▸ LISTED ENTRIES:
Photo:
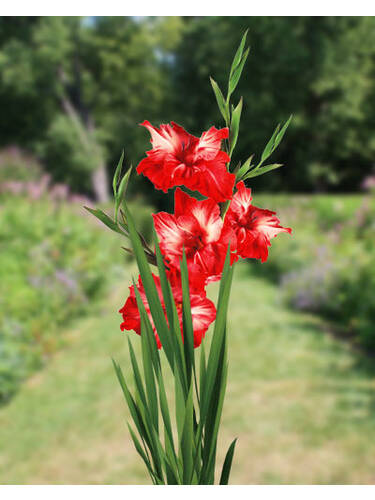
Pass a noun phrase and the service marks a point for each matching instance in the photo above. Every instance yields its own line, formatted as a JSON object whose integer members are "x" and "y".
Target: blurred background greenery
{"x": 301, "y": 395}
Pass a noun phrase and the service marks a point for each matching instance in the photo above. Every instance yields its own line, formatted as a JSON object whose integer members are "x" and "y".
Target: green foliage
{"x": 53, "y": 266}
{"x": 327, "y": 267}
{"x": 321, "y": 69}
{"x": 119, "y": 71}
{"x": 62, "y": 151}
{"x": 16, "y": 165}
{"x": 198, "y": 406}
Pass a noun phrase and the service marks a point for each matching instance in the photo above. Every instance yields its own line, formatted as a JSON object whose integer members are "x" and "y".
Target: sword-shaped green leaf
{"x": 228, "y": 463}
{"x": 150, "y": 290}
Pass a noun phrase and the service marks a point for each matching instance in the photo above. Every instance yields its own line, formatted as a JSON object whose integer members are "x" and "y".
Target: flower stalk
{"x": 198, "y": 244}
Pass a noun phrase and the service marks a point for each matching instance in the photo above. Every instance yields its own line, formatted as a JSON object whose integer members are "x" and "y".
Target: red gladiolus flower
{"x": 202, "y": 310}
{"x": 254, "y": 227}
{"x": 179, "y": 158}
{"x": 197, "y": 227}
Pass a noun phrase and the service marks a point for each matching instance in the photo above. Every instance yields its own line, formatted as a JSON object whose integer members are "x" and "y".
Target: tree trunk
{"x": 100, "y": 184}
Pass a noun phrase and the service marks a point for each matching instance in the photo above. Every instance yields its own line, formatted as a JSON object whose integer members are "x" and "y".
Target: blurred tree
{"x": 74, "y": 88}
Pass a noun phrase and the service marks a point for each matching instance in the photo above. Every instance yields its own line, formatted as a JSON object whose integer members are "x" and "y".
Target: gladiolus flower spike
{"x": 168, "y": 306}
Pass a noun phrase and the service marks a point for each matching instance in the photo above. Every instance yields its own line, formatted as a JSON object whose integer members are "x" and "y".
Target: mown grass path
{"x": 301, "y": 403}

▸ TASK REQUIREMENTS:
Write every record out again exactly as written. Pictures don't belong in the copy.

▸ COMPLETED EXERCISE:
Photo:
Pass a noun phrase and the service marks a point for each matching instance in the photo above. Every instance yields its own line, formatted as a JSON object whose integer members are "x" and "y".
Target: blurred background greenery
{"x": 301, "y": 395}
Pass a noun phrase and the service marks a point for each matching instance in the photo above. Every instance yields its own line, formatted as a JSON object whose integer members are "x" and "y".
Target: green foliage
{"x": 53, "y": 266}
{"x": 327, "y": 267}
{"x": 321, "y": 69}
{"x": 119, "y": 71}
{"x": 62, "y": 151}
{"x": 16, "y": 165}
{"x": 198, "y": 406}
Pass a noun phrase and the service marks a point for each matching instance in the photo above. Every instance yields its own line, formatted as a JSON object whose integer members are "x" and "y".
Target: sword-shaped green leaf
{"x": 228, "y": 463}
{"x": 150, "y": 290}
Pass a noun phrase and the service marks a point for each matching instance in the photo above. Every instance yields its own line, formatted as a JSON object whose integer members are "x" and "y".
Target: flower stalk
{"x": 198, "y": 244}
Pass a noun phrase and the service marks a point for each matching instance in the photo above. Every instance yields its own line, formatted as a JSON object whose integer members are "x" and "y".
Target: red gladiolus flower
{"x": 202, "y": 310}
{"x": 254, "y": 227}
{"x": 179, "y": 158}
{"x": 197, "y": 227}
Pass a noun phrase and the service marks a point for each matching instance in the photo above. Every instance yields its own line, formatted as a JSON object whose integer members are "x" and "y".
Target: tree trunk
{"x": 100, "y": 184}
Pass a noun phrase and the service marks a point for each matching instance in the photo above. Every instance yields its own line, formatted as a JSON object whose integer members are "x" and "y".
Target: blurred tree
{"x": 74, "y": 88}
Pass a noun phrase and the service marks a point for each matching instance in the photo above. Every instance yields its own line, formatted as a JSON object whose integer members are "x" and "y".
Target: gladiolus flower spike
{"x": 168, "y": 306}
Pass a noun phrase and the service marks a point for each matching instance in the photo above. Every instance yields its own line, formatted as a JSON object whose integer members are "x" and "y".
Target: mown grass path
{"x": 301, "y": 403}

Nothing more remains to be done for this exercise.